— Begin Material supplied —
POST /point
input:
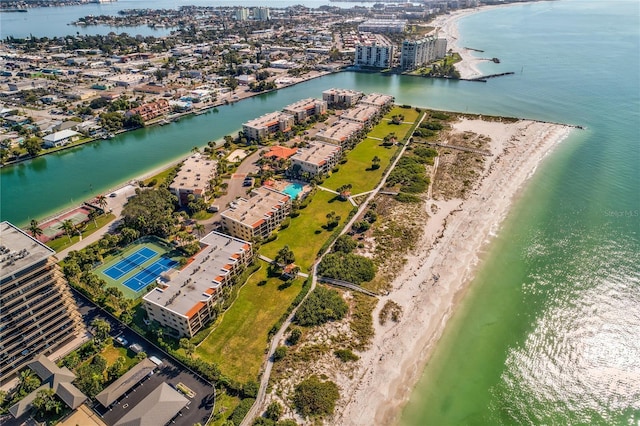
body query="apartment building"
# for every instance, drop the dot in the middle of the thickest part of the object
(361, 114)
(306, 108)
(268, 124)
(374, 55)
(242, 14)
(318, 159)
(389, 26)
(261, 13)
(417, 53)
(378, 100)
(341, 97)
(258, 215)
(150, 110)
(193, 178)
(342, 133)
(185, 303)
(38, 314)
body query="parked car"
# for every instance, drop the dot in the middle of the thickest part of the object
(122, 341)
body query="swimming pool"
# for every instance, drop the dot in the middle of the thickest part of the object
(293, 189)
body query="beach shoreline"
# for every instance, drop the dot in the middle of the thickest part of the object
(440, 270)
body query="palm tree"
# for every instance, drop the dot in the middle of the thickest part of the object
(35, 230)
(101, 200)
(375, 162)
(69, 228)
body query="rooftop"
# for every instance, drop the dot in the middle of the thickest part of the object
(280, 152)
(19, 250)
(376, 99)
(268, 119)
(157, 408)
(340, 131)
(199, 280)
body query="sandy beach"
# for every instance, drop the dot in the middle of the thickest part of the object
(439, 271)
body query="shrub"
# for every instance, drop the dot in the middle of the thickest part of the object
(279, 353)
(295, 336)
(345, 355)
(313, 397)
(241, 411)
(344, 244)
(323, 305)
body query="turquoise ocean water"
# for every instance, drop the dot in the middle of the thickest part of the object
(548, 332)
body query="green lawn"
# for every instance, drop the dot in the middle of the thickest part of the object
(302, 236)
(62, 242)
(238, 342)
(357, 171)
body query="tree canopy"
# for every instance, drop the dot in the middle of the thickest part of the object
(314, 397)
(150, 212)
(347, 267)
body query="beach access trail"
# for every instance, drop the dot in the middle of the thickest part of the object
(438, 272)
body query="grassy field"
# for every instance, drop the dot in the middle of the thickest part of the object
(357, 171)
(238, 342)
(62, 242)
(302, 235)
(385, 126)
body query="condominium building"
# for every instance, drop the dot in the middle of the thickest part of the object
(185, 303)
(318, 159)
(377, 100)
(362, 114)
(268, 124)
(374, 55)
(38, 313)
(306, 108)
(341, 133)
(258, 215)
(193, 179)
(341, 97)
(391, 26)
(261, 13)
(416, 53)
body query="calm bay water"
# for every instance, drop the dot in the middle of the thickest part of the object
(548, 332)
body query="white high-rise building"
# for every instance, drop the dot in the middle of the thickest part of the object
(416, 53)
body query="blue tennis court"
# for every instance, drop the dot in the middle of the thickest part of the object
(149, 274)
(129, 263)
— End Material supplied —
## [Required task]
Transcribe all of the entries word for word, but skip any pictures they contain.

## [Exercise solution]
POST /point
input:
body query="apartment building"
# for every instance, drop the dot in the middle of the thickest part of the object
(361, 114)
(306, 108)
(268, 124)
(374, 55)
(242, 14)
(318, 159)
(389, 26)
(261, 13)
(417, 53)
(378, 100)
(341, 97)
(258, 215)
(150, 110)
(193, 178)
(342, 133)
(185, 303)
(38, 314)
body query="parked car"
# for every instance, drop the dot in the middle of the thickest part of the object
(122, 341)
body query="swimming pool"
# for every instance, drop the dot in the middle of the thickest part of the object
(293, 189)
body query="beach shoreline"
# for every instance, drop the dot in the middle of the thickest part of the object
(440, 270)
body query="palm tree"
# for every instance, drop the dot in the middle of the thickest part of the object
(35, 230)
(101, 200)
(375, 162)
(69, 228)
body query="rooftop"
# for every instance, drop the dot in the middle of the thickest part of the object
(280, 152)
(19, 250)
(376, 99)
(268, 119)
(157, 408)
(340, 131)
(199, 280)
body query="sandy beach"
# for every instance, drop the dot in the middle of the thickest part of the object
(439, 271)
body query="shrub"
# for every instance, drop the dot in the middle of the thickest part of the object
(279, 353)
(295, 336)
(345, 355)
(313, 397)
(241, 411)
(344, 244)
(323, 305)
body query="turquoise ocean water"
# for every instance, drop the dot in the middle of the thickest part of the object
(548, 332)
body query="green lawn"
# for every instance, drop the dot in the middle of the thickest part of the object
(302, 236)
(62, 242)
(238, 342)
(357, 171)
body query="tree canopy"
# for every instance, drop the dot in the middle of the thickest part of the object
(314, 397)
(150, 212)
(347, 267)
body query="beach access trail"
# for every instance, drop the dot in the middle of the thickest part of the object
(438, 272)
body query="grassy field"
# for every instance, drop the dot in the middle of the thickest part of the object
(357, 171)
(238, 342)
(62, 242)
(302, 235)
(385, 126)
body query="condominium building"
# for every instance, drop the dot in the middle of the thickest part of the object
(185, 303)
(318, 159)
(377, 100)
(362, 114)
(268, 124)
(374, 55)
(38, 313)
(306, 108)
(341, 133)
(258, 215)
(193, 179)
(341, 97)
(391, 26)
(261, 13)
(416, 53)
body query="calm bay water"
# for every instance, drop the dot in the middle of the thickest part of the object
(548, 332)
body query="white high-rise building"
# for every instance, drop the dot in the middle of the thickest part of the object
(416, 53)
body query="blue tennis court"
# for every instance, drop the dot in the middle of the thickest part of the object
(149, 274)
(129, 263)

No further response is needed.